* Begin *
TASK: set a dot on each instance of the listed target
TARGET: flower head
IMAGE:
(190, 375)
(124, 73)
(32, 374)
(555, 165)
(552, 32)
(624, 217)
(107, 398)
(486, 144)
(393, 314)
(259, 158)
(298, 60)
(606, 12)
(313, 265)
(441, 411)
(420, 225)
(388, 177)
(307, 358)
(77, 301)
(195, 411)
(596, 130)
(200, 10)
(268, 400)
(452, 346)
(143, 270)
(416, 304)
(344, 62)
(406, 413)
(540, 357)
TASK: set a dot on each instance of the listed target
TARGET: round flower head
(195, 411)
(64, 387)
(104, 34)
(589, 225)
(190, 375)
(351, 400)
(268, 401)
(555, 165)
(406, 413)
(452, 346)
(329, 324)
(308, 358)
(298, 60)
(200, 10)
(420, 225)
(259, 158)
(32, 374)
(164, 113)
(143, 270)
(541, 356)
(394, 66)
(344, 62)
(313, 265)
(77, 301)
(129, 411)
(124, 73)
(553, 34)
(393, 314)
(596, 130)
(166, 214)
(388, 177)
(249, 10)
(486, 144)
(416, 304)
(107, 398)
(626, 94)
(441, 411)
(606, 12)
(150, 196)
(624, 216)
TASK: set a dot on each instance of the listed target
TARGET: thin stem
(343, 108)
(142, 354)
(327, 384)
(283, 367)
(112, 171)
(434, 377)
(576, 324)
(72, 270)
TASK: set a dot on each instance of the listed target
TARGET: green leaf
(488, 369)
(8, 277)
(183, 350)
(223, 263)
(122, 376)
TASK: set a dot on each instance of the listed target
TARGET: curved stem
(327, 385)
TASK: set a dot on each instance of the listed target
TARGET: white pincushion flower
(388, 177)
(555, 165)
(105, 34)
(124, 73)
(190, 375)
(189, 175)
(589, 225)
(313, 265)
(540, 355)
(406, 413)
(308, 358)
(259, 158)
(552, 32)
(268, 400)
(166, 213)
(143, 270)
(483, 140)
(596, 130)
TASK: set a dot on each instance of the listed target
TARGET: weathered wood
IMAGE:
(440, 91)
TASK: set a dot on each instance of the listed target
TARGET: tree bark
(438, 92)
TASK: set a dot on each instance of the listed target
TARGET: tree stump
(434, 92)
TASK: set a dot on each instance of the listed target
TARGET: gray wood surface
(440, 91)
* End *
### Exercise prompt
How many lines of the listing contain the string "wood"? Case counts. Give only the number.

### Completed exercise
2